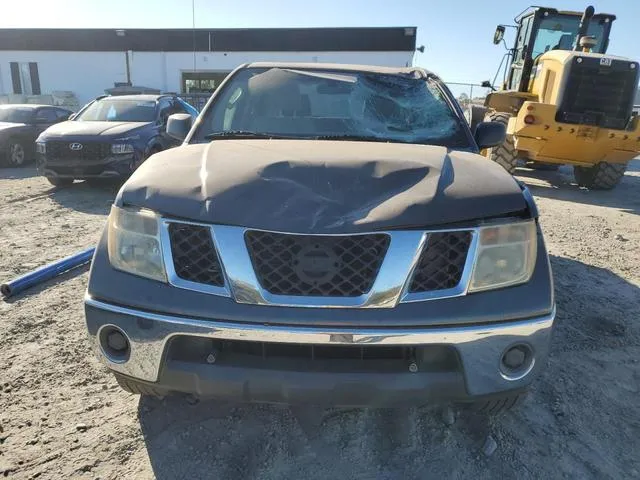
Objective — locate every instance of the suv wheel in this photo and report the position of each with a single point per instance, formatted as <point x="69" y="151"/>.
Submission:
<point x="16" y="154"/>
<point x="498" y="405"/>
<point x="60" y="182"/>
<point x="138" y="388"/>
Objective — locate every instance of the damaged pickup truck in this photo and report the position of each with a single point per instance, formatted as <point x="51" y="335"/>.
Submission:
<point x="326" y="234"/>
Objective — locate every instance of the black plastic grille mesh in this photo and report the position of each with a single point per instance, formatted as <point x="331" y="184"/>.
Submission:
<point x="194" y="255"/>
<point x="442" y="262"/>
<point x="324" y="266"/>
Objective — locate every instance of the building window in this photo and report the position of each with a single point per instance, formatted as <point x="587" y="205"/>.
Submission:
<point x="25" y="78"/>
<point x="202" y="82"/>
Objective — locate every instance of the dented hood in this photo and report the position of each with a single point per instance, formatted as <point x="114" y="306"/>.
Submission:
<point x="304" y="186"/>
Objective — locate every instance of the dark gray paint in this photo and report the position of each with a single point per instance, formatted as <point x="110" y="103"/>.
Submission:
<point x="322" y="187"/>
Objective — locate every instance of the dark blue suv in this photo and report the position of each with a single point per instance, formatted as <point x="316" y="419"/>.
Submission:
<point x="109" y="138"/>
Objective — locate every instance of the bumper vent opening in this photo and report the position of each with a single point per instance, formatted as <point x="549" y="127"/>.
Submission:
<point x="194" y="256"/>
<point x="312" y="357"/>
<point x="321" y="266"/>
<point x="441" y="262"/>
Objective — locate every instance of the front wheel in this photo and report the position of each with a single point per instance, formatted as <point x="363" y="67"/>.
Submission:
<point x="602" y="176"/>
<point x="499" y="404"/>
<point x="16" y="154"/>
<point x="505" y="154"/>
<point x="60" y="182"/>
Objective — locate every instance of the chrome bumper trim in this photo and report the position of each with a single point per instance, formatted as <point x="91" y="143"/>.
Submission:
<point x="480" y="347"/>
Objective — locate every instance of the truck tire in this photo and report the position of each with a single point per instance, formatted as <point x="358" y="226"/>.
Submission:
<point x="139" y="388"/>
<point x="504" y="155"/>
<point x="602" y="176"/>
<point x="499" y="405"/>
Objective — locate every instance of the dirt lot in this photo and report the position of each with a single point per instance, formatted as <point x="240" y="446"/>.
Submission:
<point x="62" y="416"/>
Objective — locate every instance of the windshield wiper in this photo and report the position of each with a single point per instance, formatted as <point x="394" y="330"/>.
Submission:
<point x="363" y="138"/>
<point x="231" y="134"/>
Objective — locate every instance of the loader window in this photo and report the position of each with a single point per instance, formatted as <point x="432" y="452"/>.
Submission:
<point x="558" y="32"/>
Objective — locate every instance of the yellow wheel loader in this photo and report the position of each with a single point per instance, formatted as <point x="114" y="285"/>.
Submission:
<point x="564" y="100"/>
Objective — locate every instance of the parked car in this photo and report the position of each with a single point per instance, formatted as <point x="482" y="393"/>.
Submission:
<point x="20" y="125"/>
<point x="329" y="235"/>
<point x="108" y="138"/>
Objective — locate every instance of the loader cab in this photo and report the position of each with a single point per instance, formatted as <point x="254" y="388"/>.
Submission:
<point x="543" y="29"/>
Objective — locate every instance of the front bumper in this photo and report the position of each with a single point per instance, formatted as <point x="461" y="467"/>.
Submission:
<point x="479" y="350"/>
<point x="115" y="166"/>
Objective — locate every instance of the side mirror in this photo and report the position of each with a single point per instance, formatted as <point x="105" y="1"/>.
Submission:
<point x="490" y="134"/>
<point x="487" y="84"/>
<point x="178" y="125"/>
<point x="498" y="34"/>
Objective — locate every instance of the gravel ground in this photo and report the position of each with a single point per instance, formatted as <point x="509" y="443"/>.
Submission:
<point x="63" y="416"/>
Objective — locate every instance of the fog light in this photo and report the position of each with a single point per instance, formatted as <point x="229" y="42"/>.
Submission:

# # # # # # #

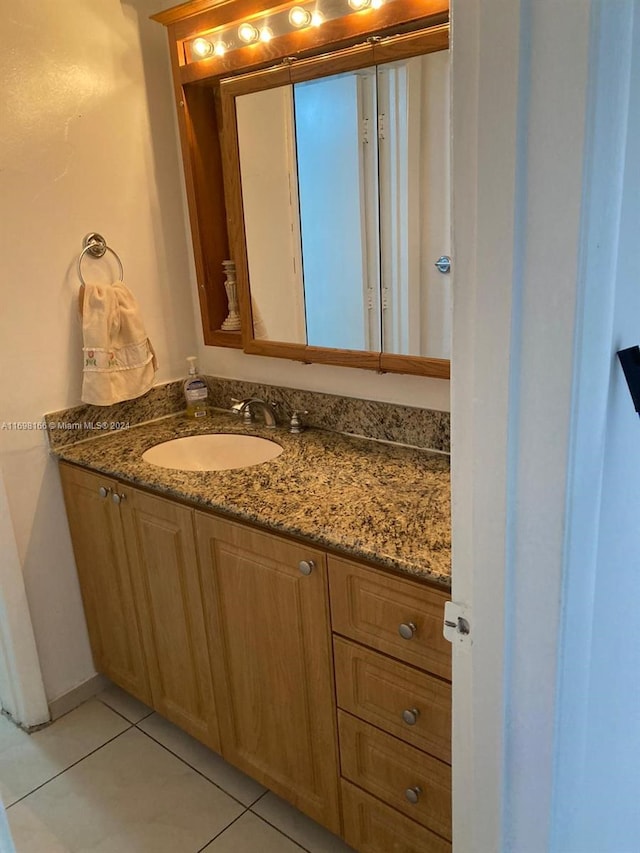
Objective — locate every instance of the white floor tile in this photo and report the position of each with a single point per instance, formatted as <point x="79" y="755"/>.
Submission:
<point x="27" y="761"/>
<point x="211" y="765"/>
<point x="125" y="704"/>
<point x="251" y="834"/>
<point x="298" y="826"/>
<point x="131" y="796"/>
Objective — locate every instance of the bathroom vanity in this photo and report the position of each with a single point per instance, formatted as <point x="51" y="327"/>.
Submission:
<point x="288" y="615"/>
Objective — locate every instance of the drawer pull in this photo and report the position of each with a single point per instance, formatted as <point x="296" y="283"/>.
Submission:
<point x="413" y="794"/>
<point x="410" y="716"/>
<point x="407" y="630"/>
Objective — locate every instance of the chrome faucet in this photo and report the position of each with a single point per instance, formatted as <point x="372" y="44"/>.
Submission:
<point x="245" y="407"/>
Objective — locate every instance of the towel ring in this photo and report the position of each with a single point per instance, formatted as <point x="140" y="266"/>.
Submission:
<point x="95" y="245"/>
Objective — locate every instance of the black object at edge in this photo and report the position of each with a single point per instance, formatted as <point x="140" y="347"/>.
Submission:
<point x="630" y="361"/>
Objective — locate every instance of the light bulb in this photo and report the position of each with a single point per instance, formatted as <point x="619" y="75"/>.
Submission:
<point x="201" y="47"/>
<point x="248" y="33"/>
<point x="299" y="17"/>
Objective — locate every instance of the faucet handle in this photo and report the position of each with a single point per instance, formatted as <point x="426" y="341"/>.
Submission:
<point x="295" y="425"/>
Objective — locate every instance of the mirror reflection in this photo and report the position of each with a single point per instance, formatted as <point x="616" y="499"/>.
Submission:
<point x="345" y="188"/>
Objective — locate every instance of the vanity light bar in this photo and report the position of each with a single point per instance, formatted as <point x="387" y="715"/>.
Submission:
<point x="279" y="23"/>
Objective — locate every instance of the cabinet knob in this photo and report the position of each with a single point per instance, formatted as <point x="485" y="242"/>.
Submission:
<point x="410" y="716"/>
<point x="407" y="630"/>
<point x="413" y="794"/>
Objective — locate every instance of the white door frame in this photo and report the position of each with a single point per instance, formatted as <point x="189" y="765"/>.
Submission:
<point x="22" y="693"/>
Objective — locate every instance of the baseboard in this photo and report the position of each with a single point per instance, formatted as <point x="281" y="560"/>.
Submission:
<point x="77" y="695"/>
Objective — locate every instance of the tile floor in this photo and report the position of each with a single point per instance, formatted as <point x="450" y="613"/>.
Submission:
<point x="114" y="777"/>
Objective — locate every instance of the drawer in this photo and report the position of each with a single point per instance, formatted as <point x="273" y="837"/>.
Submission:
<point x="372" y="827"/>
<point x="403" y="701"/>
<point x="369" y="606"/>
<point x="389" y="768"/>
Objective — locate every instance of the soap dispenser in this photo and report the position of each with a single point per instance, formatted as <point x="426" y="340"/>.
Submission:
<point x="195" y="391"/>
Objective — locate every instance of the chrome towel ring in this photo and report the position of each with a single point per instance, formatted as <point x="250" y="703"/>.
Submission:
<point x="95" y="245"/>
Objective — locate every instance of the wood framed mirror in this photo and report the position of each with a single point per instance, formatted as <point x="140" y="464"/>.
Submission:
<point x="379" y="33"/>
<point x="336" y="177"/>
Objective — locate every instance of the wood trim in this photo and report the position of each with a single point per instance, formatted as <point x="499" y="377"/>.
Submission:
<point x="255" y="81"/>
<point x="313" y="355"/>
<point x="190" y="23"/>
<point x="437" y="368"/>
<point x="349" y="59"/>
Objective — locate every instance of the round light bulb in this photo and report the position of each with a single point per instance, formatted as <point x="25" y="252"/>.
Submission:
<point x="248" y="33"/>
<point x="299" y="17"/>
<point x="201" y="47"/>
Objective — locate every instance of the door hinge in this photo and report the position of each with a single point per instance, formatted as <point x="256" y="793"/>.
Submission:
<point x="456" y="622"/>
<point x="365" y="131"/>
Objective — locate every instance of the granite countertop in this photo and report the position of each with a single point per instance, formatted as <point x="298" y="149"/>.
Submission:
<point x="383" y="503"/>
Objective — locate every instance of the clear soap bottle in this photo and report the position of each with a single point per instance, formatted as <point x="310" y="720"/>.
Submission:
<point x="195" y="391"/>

# # # # # # #

Report every line of the records above that contains the string "wiper", reproducing each line in full.

Objective — locate every instance of the windshield wiper in this photo and report the position of each with a single point per instance, formatted as <point x="394" y="330"/>.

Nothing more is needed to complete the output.